▸ **Work instructions**:
1. List every video link given in the forum thread below about saying goodnight to Ricky.
2. Extend the forum thread below about saying goodnight to Ricky, continuing from its final sentence.

▸ **Text section**:
# Saying G'nite to Ricky



## Pigeonpal2002 (Jul 27, 2002)

Hi Folks, 

Thought I'd take a few short video clips of me saying "Goodnight" to my pigeons. In these 3 videos it's mostly Ricky I'm catering to, but she is my recovering baby girl and needs the attention. These videos were taken on Friday, April 4 just before 6pm EST.


http://www.youtube.com/watch?v=9CPIcc9JDTE

http://www.youtube.com/watch?v=qZpokIQmCv8

http://www.youtube.com/watch?v=Z6kcf8W4DGI


----------



## Tilly (Feb 16, 2008)

Just pick the bird up and kiss it already.


----------



## Pigeonpal2002 (Jul 27, 2002)

Tilly said:


> Just pick the bird up and kiss it already.


LOL....Well just for that and specifically to respond to you, Tilly I stick out my tongue in Gene Simmons fashion and say, "kiss it" to you, lol,


----------



## Tilly (Feb 16, 2008)

LOL   Back!


----------



## Lovebirds (Sep 6, 2002)

She's such a pretty girl. Goodnight Ricky!


----------



## Maggie-NC (Jun 22, 2005)

Brad, she is a doll. Seems only yesterday we were picking out names for she and Lucy.

PS - It sure is nice to see you posting.


----------



## Pigeonpal2002 (Jul 27, 2002)

Lady Tarheel said:


> Brad, she is a doll. Seems only yesterday we were picking out names for she and Lucy.
> 
> PS - It sure is nice to see you posting.


Thank you Maggie, 

It does seem like only yesterday I was trying to find names for my two babies. I love them with all my heart, they are my small world and I don't know what I'd do without them.

Thank you as well for mentioning my recent postings. I love my "friends" here, the people who understand me the most. I can't think of anywhere else on the "Net" that I'd feel more comfortable expressing my sincerest feelings.


----------



## Reti (Jul 20, 2003)

I loved the videos. Ricky is so adorable, enjoying the moment. Your birds are gorgeous.

Reti


----------



## Pigeonpal2002 (Jul 27, 2002)

Reti said:


> I loved the videos. Ricky is so adorable, enjoying the moment. Your birds are gorgeous.
> 
> Reti


Thank you, Reti....as I've said to many, my birds are my babies and I love them like the children I'll never have.


----------



## Lin Hansen (Jan 9, 2004)

Brad,

Good to see Ricky "in action." She looks so relaxed, getting ready for bedtime.

Thanks for posting the videos.

Linda


----------



## TAWhatley (Mar 6, 2001)

Nite, nite, Ricky! You are a much loved pigeon!

Terry


----------



## mr squeaks (Apr 14, 2005)

Said it before, say it again...


*LOVE THOSE RUNTS!! HUGS AND SCRITCHES !!*

_*Shi*_


----------



## Victor (Dec 18, 2004)

Hi Brad, It is late and I am catching up on Pigeon Talk and really enjoyed your video clips. They were relaxing to watch. You are so gentle with your babies and I can see Ricky truly loves the attention.


----------



## Rooster2312 (Mar 8, 2006)

Hi Brad,

Loved your videos! Ricky sure is a sweetheart and very loved by you.

▸ **Information shown**:
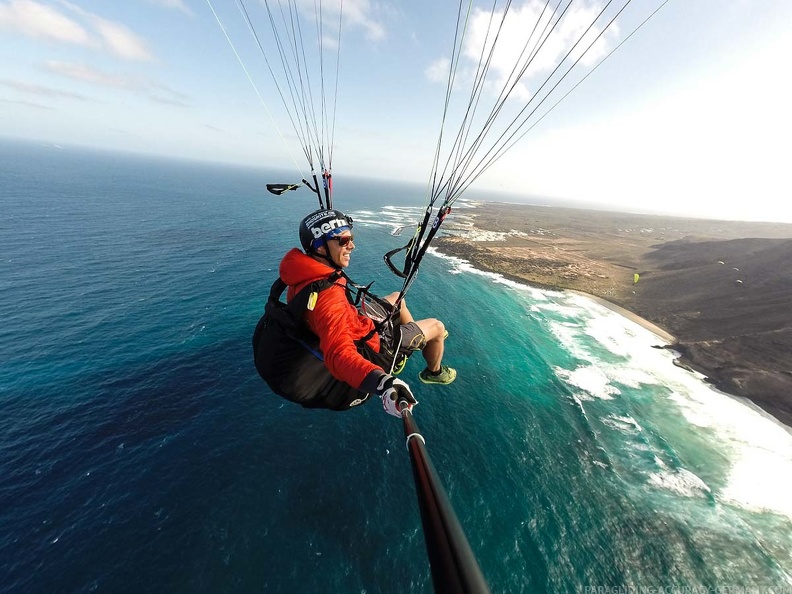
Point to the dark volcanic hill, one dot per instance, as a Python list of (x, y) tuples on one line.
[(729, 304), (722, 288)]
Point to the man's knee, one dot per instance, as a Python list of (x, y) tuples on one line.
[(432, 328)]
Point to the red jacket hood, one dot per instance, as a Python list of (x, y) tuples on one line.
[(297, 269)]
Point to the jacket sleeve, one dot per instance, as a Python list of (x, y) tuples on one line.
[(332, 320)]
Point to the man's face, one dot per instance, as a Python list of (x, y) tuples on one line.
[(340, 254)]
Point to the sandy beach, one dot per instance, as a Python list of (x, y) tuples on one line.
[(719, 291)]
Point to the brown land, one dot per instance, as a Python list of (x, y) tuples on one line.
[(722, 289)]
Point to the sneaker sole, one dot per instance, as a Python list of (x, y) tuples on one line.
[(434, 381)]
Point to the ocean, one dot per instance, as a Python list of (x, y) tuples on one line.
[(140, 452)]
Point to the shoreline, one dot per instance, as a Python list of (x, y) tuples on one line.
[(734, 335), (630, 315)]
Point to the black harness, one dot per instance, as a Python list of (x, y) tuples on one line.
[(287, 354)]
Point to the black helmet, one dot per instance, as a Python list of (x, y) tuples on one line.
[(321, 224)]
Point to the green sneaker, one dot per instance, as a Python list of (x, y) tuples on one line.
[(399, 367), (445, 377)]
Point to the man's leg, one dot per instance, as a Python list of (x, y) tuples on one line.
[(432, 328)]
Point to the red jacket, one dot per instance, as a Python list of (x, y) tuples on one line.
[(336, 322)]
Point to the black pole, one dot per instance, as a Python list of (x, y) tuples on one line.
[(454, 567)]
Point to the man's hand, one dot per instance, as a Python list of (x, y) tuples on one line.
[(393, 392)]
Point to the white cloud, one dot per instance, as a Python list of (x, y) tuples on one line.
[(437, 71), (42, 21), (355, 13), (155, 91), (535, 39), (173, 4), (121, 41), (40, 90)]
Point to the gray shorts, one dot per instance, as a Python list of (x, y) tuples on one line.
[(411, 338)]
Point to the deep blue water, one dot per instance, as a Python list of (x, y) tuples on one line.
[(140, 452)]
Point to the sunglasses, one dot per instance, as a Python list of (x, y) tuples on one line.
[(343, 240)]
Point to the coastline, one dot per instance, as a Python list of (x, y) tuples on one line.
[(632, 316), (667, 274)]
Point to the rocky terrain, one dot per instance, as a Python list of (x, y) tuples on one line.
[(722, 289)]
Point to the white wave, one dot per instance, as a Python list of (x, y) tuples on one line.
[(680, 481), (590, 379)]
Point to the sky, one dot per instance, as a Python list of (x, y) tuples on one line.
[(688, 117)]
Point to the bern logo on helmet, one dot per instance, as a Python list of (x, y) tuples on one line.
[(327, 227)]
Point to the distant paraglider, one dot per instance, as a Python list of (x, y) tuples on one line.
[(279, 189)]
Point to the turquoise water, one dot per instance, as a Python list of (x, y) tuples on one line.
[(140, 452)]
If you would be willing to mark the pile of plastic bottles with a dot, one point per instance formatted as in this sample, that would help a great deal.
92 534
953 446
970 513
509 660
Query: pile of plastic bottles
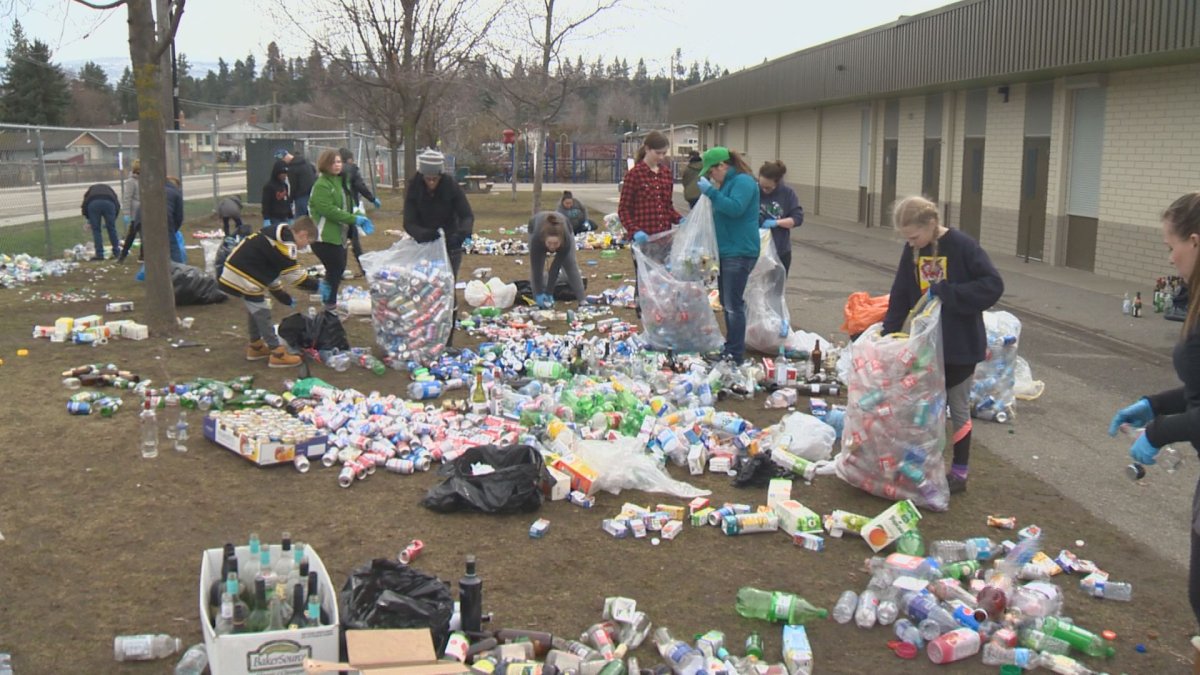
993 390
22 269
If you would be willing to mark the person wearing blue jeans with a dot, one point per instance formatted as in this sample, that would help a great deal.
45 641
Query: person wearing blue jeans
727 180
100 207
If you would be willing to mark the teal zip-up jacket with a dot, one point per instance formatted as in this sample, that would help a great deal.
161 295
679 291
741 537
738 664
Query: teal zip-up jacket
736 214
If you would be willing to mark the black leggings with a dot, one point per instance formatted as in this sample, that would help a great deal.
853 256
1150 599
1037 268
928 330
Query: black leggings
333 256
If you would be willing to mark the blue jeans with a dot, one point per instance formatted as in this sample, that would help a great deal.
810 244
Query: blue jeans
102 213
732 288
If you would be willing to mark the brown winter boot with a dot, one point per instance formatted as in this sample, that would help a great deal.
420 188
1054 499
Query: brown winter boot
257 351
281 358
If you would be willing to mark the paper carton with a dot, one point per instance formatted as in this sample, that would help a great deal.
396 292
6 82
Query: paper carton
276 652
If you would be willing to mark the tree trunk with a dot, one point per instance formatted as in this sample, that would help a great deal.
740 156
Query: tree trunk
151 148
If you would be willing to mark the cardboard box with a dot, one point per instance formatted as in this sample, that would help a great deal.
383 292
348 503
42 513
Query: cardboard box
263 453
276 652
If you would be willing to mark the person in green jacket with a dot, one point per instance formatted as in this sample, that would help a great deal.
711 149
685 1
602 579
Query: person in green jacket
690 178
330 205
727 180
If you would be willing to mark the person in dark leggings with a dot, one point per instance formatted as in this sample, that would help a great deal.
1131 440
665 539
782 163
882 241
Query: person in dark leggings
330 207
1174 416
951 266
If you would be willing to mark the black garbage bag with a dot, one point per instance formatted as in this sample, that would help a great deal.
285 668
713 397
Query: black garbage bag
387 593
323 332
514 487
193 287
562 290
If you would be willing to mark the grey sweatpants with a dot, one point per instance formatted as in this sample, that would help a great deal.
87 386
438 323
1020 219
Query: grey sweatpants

▸ **Responses to the exercise**:
1.
http://www.youtube.com/watch?v=9CPIcc9JDTE
http://www.youtube.com/watch?v=qZpokIQmCv8
http://www.youtube.com/watch?v=Z6kcf8W4DGI

2.
Pigeonpal2002 said:


> *I love them with all my heart, they are my small world and I don't know what I'd do without them.*
> 
> I feel just the same way about my Jax & Paddy. Jax has always had a very strong bond with me and I am so chuffed these days that Paddy who is not tame, has started to interact much more in his own way to show me that he does love me...even to the point of lately greeting me with a little strut and fanning of his tail feathers which he has never done before. Its these simple unconditional gestures of affection that make you feel good inside
> 
> Lindi


----------



## Pigeonpal2002 (Jul 27, 2002)

Thanks for watching and commenting, Renee, Reti, Shi, Victor, Linda, Terry and Lindi. Ricky is a good bird, she is still fairly reliant on me for affection and because unlike her sister, she is mateless.




Rooster2312 said:


> Jax has always had a very strong bond with me and I am so chuffed these days that Paddy who is not tame, has started to interact much more in his own way to show me that he does love me...even to the point of lately greeting me with a little strut and fanning of his tail feathers which he has never done before. Its these simple unconditional gestures of affection that make you feel good inside
> 
> Lindi


That's wonderful, Lindi! They do learn from each other and through example they can pick up the behaviours they see from their mate or peers.


----------



## TerriB (Nov 16, 2003)

What a sweet, beautiful bird! You have done a great job building her trust.


----------



## amoonswirl (Nov 14, 2006)

What I like best about these videos is the gentle, loving expression in Ricky's eyes. I can see that she knows how special she is to you. So sweet!


----------



## Garye (Feb 20, 2005)

It's like... the other bird...I think it's Lucy... is just so plump. The one guarding her eggs. I like them when they're so plump and she's so pleasingly plump.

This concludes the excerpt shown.